RECORDS FOR THIS EXERCISE:
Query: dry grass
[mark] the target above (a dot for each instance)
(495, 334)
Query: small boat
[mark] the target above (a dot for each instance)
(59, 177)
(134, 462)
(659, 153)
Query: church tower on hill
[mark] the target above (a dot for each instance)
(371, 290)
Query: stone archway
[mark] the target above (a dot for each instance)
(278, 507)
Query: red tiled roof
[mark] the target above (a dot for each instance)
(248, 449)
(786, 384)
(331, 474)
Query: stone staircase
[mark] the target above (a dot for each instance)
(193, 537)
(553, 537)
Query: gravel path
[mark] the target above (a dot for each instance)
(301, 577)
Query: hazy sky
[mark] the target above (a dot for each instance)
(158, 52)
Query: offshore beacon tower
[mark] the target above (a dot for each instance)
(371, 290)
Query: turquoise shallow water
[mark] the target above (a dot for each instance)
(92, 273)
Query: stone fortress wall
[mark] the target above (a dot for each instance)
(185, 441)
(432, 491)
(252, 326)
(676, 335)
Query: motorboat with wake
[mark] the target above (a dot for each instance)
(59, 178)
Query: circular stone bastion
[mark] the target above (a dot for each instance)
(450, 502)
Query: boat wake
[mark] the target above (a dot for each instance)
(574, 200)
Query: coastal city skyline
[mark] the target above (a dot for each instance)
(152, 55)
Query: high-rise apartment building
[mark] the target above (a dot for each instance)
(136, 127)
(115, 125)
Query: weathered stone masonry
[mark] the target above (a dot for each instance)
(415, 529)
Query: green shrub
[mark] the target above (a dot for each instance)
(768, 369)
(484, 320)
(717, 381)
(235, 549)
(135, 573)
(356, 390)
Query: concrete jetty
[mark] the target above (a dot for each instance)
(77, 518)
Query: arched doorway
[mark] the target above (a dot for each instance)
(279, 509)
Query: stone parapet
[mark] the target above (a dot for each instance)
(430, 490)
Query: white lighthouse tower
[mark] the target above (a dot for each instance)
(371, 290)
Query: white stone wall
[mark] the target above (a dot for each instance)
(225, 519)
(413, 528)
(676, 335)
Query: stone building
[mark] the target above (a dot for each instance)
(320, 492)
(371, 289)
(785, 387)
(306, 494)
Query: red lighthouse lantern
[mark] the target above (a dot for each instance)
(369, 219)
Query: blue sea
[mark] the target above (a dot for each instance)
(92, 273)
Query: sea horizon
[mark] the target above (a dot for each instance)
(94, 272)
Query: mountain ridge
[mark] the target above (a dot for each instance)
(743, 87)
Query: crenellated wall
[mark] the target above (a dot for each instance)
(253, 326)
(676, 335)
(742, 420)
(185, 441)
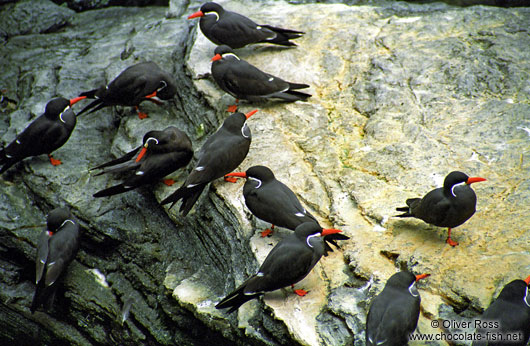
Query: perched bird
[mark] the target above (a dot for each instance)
(394, 313)
(57, 247)
(162, 153)
(448, 206)
(288, 262)
(244, 81)
(509, 314)
(47, 133)
(137, 83)
(272, 201)
(236, 31)
(219, 155)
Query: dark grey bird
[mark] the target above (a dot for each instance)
(448, 206)
(272, 201)
(394, 313)
(220, 154)
(288, 263)
(57, 247)
(508, 317)
(245, 81)
(236, 31)
(144, 81)
(47, 133)
(162, 153)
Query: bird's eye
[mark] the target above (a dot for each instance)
(162, 85)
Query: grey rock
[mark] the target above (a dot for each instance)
(33, 17)
(403, 93)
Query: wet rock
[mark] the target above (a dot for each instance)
(33, 17)
(402, 94)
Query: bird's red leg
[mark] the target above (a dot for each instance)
(141, 115)
(300, 292)
(267, 232)
(169, 182)
(449, 240)
(53, 161)
(230, 179)
(232, 108)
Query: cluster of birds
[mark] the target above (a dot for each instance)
(393, 314)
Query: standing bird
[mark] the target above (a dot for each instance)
(162, 153)
(272, 201)
(220, 154)
(394, 313)
(447, 206)
(245, 81)
(288, 262)
(137, 83)
(509, 314)
(57, 247)
(47, 133)
(236, 31)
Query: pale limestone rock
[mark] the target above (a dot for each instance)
(398, 102)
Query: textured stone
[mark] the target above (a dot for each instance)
(402, 94)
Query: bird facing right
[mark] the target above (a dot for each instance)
(508, 316)
(162, 153)
(45, 134)
(234, 30)
(394, 313)
(448, 206)
(57, 247)
(220, 154)
(288, 262)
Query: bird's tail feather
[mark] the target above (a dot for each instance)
(122, 159)
(332, 239)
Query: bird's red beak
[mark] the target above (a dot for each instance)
(151, 95)
(237, 175)
(77, 99)
(142, 153)
(196, 14)
(251, 113)
(328, 231)
(474, 180)
(422, 276)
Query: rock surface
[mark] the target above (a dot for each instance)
(402, 94)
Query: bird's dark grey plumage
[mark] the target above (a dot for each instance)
(245, 81)
(57, 247)
(288, 262)
(162, 153)
(224, 27)
(220, 154)
(144, 81)
(448, 206)
(508, 314)
(45, 134)
(272, 201)
(394, 313)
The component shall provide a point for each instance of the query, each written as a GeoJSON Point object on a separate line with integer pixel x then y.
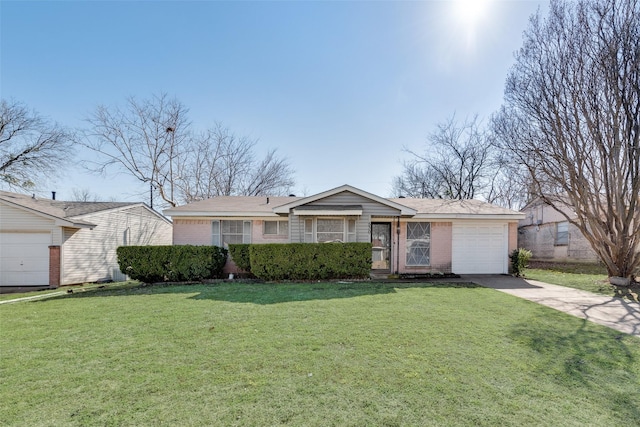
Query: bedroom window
{"type": "Point", "coordinates": [323, 230]}
{"type": "Point", "coordinates": [562, 233]}
{"type": "Point", "coordinates": [225, 232]}
{"type": "Point", "coordinates": [276, 228]}
{"type": "Point", "coordinates": [418, 243]}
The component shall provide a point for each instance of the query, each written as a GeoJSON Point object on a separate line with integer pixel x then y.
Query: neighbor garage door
{"type": "Point", "coordinates": [479, 248]}
{"type": "Point", "coordinates": [24, 259]}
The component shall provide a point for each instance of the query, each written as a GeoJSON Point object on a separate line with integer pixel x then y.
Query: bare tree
{"type": "Point", "coordinates": [225, 165]}
{"type": "Point", "coordinates": [153, 141]}
{"type": "Point", "coordinates": [571, 116]}
{"type": "Point", "coordinates": [460, 162]}
{"type": "Point", "coordinates": [84, 195]}
{"type": "Point", "coordinates": [31, 147]}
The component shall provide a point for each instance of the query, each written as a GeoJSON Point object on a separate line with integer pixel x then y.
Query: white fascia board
{"type": "Point", "coordinates": [192, 214]}
{"type": "Point", "coordinates": [404, 210]}
{"type": "Point", "coordinates": [61, 222]}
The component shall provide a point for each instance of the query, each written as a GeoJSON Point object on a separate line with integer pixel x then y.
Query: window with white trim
{"type": "Point", "coordinates": [322, 230]}
{"type": "Point", "coordinates": [562, 233]}
{"type": "Point", "coordinates": [225, 232]}
{"type": "Point", "coordinates": [418, 244]}
{"type": "Point", "coordinates": [275, 228]}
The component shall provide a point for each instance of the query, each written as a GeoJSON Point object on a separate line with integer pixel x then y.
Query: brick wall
{"type": "Point", "coordinates": [192, 232]}
{"type": "Point", "coordinates": [441, 249]}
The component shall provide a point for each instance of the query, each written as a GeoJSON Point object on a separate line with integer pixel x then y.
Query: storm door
{"type": "Point", "coordinates": [381, 242]}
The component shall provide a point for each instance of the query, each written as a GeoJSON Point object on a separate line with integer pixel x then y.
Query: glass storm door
{"type": "Point", "coordinates": [381, 242]}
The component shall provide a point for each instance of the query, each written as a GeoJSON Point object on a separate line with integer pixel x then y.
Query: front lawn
{"type": "Point", "coordinates": [319, 354]}
{"type": "Point", "coordinates": [584, 276]}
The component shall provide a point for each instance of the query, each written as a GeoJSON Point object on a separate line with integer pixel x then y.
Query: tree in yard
{"type": "Point", "coordinates": [31, 147]}
{"type": "Point", "coordinates": [148, 139]}
{"type": "Point", "coordinates": [153, 141]}
{"type": "Point", "coordinates": [571, 116]}
{"type": "Point", "coordinates": [460, 162]}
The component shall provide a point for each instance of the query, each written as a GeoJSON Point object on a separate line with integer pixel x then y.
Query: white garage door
{"type": "Point", "coordinates": [480, 248]}
{"type": "Point", "coordinates": [24, 259]}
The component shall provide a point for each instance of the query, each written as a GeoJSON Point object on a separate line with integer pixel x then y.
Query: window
{"type": "Point", "coordinates": [562, 233]}
{"type": "Point", "coordinates": [351, 230]}
{"type": "Point", "coordinates": [308, 231]}
{"type": "Point", "coordinates": [225, 232]}
{"type": "Point", "coordinates": [418, 243]}
{"type": "Point", "coordinates": [330, 230]}
{"type": "Point", "coordinates": [276, 228]}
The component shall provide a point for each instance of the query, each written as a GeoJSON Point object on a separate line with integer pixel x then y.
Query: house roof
{"type": "Point", "coordinates": [251, 206]}
{"type": "Point", "coordinates": [67, 213]}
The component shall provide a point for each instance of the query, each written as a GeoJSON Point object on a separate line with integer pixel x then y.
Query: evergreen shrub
{"type": "Point", "coordinates": [179, 263]}
{"type": "Point", "coordinates": [310, 261]}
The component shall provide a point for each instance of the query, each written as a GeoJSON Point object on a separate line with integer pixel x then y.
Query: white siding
{"type": "Point", "coordinates": [480, 247]}
{"type": "Point", "coordinates": [24, 247]}
{"type": "Point", "coordinates": [369, 209]}
{"type": "Point", "coordinates": [90, 255]}
{"type": "Point", "coordinates": [14, 219]}
{"type": "Point", "coordinates": [24, 259]}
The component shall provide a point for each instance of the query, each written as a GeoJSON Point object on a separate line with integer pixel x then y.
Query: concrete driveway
{"type": "Point", "coordinates": [615, 313]}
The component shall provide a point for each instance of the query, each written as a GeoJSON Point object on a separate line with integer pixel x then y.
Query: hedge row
{"type": "Point", "coordinates": [152, 264]}
{"type": "Point", "coordinates": [309, 261]}
{"type": "Point", "coordinates": [239, 253]}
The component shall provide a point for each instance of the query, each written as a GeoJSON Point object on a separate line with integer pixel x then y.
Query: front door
{"type": "Point", "coordinates": [381, 242]}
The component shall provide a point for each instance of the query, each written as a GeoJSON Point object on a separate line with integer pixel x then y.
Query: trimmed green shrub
{"type": "Point", "coordinates": [519, 261]}
{"type": "Point", "coordinates": [239, 253]}
{"type": "Point", "coordinates": [310, 261]}
{"type": "Point", "coordinates": [151, 264]}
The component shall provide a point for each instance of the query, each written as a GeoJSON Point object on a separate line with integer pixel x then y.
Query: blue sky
{"type": "Point", "coordinates": [337, 87]}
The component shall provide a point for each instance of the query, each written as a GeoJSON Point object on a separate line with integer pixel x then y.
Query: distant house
{"type": "Point", "coordinates": [549, 236]}
{"type": "Point", "coordinates": [413, 236]}
{"type": "Point", "coordinates": [48, 243]}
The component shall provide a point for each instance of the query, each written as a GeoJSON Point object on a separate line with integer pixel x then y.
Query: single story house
{"type": "Point", "coordinates": [48, 243]}
{"type": "Point", "coordinates": [409, 236]}
{"type": "Point", "coordinates": [549, 236]}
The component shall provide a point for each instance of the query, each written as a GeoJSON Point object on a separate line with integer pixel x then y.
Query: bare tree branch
{"type": "Point", "coordinates": [572, 116]}
{"type": "Point", "coordinates": [31, 148]}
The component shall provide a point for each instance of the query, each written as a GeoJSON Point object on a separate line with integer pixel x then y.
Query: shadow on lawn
{"type": "Point", "coordinates": [600, 361]}
{"type": "Point", "coordinates": [265, 293]}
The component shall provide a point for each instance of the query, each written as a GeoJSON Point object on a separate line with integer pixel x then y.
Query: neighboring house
{"type": "Point", "coordinates": [48, 243]}
{"type": "Point", "coordinates": [549, 236]}
{"type": "Point", "coordinates": [411, 236]}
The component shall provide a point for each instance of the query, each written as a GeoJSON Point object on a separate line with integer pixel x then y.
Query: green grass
{"type": "Point", "coordinates": [315, 354]}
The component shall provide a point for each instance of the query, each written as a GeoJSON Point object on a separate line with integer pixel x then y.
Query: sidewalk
{"type": "Point", "coordinates": [612, 312]}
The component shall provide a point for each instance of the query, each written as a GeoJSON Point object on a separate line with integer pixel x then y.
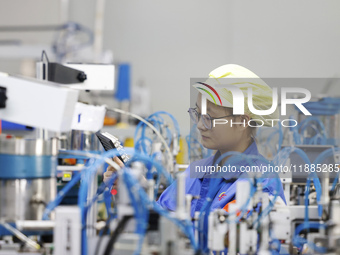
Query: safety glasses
{"type": "Point", "coordinates": [207, 120]}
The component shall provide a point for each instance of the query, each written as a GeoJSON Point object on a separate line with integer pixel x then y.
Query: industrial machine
{"type": "Point", "coordinates": [36, 220]}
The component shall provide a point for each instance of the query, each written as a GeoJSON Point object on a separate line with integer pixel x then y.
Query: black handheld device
{"type": "Point", "coordinates": [110, 142]}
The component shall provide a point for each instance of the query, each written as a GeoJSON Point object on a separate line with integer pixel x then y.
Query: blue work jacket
{"type": "Point", "coordinates": [197, 184]}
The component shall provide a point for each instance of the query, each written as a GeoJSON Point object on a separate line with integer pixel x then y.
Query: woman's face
{"type": "Point", "coordinates": [223, 137]}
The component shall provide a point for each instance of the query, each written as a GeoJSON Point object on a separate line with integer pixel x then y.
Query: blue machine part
{"type": "Point", "coordinates": [27, 167]}
{"type": "Point", "coordinates": [6, 125]}
{"type": "Point", "coordinates": [123, 83]}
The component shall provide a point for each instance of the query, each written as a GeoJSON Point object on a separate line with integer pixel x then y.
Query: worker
{"type": "Point", "coordinates": [223, 138]}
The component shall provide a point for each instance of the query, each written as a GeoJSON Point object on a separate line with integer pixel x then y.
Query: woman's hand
{"type": "Point", "coordinates": [110, 170]}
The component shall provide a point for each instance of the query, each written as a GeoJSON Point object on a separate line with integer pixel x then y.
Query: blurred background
{"type": "Point", "coordinates": [168, 42]}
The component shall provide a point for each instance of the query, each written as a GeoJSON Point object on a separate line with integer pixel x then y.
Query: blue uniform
{"type": "Point", "coordinates": [198, 185]}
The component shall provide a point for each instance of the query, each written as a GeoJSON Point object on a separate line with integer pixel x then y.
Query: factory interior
{"type": "Point", "coordinates": [169, 127]}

EXERCISE REQUIREMENTS: Where does the word "lighthouse" appear in the listing above? Copy every line that holds it.

FINISHED EXERCISE:
Query: white lighthouse tower
Query: red lighthouse lantern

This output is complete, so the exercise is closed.